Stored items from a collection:
□ □ □ □ □

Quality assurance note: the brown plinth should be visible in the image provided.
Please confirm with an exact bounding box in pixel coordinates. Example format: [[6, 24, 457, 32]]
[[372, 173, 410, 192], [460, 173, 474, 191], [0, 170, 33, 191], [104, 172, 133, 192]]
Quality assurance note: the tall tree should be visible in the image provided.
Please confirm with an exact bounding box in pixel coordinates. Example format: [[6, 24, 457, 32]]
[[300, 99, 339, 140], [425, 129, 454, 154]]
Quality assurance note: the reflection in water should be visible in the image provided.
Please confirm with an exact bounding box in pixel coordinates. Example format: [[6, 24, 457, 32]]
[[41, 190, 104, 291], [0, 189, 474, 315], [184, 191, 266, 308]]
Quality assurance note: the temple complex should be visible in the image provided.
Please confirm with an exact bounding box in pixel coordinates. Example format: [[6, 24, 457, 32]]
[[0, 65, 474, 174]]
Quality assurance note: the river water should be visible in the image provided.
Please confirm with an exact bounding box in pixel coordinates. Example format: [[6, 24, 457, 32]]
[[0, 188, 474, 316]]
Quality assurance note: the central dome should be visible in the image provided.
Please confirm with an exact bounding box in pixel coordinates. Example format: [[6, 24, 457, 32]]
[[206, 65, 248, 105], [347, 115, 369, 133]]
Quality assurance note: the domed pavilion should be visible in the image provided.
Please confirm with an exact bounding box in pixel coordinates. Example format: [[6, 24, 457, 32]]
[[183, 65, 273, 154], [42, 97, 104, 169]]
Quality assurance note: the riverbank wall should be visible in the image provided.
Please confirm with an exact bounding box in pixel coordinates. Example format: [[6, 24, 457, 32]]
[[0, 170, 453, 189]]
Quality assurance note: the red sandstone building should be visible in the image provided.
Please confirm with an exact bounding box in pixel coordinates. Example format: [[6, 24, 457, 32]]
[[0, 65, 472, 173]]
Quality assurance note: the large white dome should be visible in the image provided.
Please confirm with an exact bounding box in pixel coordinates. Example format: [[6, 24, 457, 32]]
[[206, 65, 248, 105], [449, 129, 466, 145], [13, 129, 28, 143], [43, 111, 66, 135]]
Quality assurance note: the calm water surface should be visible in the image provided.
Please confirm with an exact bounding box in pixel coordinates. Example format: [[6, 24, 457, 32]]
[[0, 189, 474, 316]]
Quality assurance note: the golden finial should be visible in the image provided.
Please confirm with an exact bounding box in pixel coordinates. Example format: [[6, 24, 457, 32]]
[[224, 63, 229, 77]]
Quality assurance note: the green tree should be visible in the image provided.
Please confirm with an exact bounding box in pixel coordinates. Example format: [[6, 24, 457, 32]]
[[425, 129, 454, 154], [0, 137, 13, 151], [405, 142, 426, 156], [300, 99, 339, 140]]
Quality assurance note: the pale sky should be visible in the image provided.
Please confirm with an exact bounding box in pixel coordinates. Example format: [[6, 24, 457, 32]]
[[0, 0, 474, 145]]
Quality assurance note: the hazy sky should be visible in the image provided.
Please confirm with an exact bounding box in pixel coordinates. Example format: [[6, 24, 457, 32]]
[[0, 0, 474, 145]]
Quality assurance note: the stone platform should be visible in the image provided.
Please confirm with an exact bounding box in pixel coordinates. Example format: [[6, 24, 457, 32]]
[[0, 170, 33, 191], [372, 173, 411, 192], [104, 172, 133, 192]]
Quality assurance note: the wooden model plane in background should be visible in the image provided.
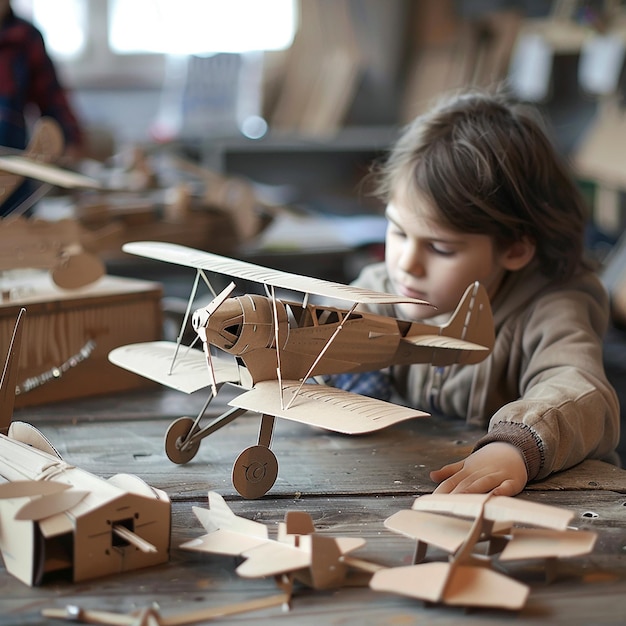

□ □ □ □ □

→ **INSTRUCTIONS FOR THE TASK**
Copy every line of the material above word for word, leaving out the picture.

→ **OUTPUT BELOW**
Quality assurance note: the brown plinth should be visible in the image provided.
Please confirm with an exact bounding box in pixel coordinates. Example format: [[6, 24, 457, 32]]
[[372, 173, 410, 192], [460, 173, 474, 191], [0, 170, 33, 191], [104, 172, 133, 192]]
Quality assurance note: the tall tree should be visible in the image provided.
Please confirm with an exact bounding box in pixel coordinates. Example format: [[6, 24, 457, 32]]
[[300, 99, 339, 140], [425, 129, 454, 154]]
Quality assurance note: the reflection in water should be visible in the image provided.
Please confirm with an exact bounding box in pixel coordinates. Example format: [[6, 24, 457, 32]]
[[41, 190, 104, 291], [0, 189, 474, 315], [184, 191, 266, 308]]
Quality assurance note: the temple complex should be visible in the image provided.
Please confirm with an exact bounding box in pixel coordinates. Example format: [[6, 24, 457, 32]]
[[0, 65, 474, 174]]
Quality assurance note: the river water should be visible in the image provided.
Please confirm with an exact bounding box in pixel coordinates. Example format: [[6, 24, 457, 32]]
[[0, 188, 474, 316]]
Quality assurance note: the central dome should be visible in the image provided.
Please confirm with an exact bounding box in pixel coordinates. Example format: [[6, 24, 457, 32]]
[[206, 65, 248, 105], [347, 115, 369, 133]]
Quality assurance note: the domed pavilion should be visible in the image provided.
Please confirm with an exact bounding box in pixel coordinates. Example format: [[6, 24, 457, 32]]
[[183, 65, 273, 154], [42, 97, 104, 169]]
Quality assurance note: the riverbank wall should be visible in the image provided.
Please confirm with an exact bounding box in pixel coordinates. Example format: [[6, 24, 457, 32]]
[[0, 170, 453, 189]]
Quality assurance note: the red sandstone building should be visible in the image provided.
Please confirm with an exact bounding box in pixel coordinates. Example format: [[6, 24, 457, 32]]
[[0, 65, 472, 173]]
Quality assurance note: the large white dome should be visible in the image provided.
Please confirm with an exact bounding box in pixel coordinates. Example format: [[6, 24, 457, 32]]
[[206, 65, 248, 105], [449, 129, 466, 145], [13, 129, 28, 143], [43, 111, 66, 135]]
Quality assurance note: the calm water surface should be visible in the image provided.
Please confirm with an exact bounding box in pixel coordinates. Example format: [[6, 24, 457, 32]]
[[0, 189, 474, 316]]
Quality assurance note: the golden finial should be visible in the image provided.
Please confirm with an exact bounding box in pixel coordinates. Example format: [[6, 24, 457, 32]]
[[224, 63, 229, 77]]
Quality assurance note: the green tree should be visible in the image provided.
Please confirm with an exact bounding box in pixel coordinates. Example format: [[6, 24, 457, 32]]
[[425, 129, 454, 154], [0, 137, 13, 151], [405, 142, 426, 156], [300, 99, 339, 140]]
Quality assurance note: the pale sky should be visible in the image provided.
Please confirm with an exact bounding box in pixel coordinates. Example format: [[6, 24, 457, 32]]
[[0, 0, 474, 145]]
Quality assurance note: the hazy sky should be visible in the image provided.
Please confirm with an exact bounding box in pixel coordinates. Example format: [[6, 24, 457, 32]]
[[0, 0, 474, 145]]
Quality assurance note: the stone platform should be visible in the image provided.
Please confirm with an exact bounding box in pixel coordinates. Example format: [[6, 24, 457, 32]]
[[0, 170, 33, 191], [372, 173, 411, 192], [104, 172, 133, 192]]
Quality assurance note: the wooden model plane in background should be visible in the image provided.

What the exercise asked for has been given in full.